WORK TO BE COMPLETED:
In the copy, include every entry exactly but none of the pictures.

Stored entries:

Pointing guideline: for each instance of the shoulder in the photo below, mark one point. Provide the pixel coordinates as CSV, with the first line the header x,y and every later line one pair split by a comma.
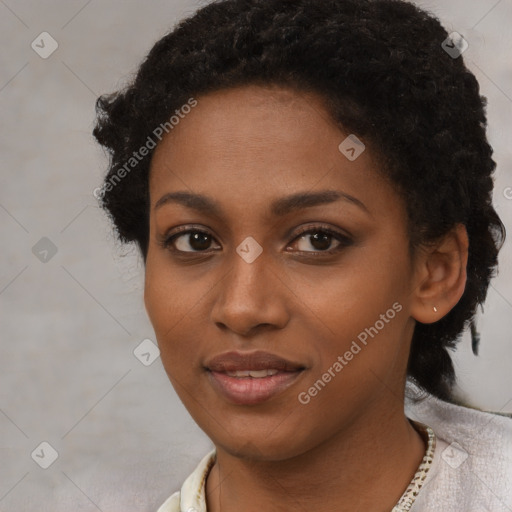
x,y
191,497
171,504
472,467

RESPONSE BOX:
Pointing guideline: for each instance of the shoulder in the photo below, mark one point. Provide the pixel coordinates as CSV, with the first line the header x,y and every later line one pair split by a comma.
x,y
191,497
171,504
472,467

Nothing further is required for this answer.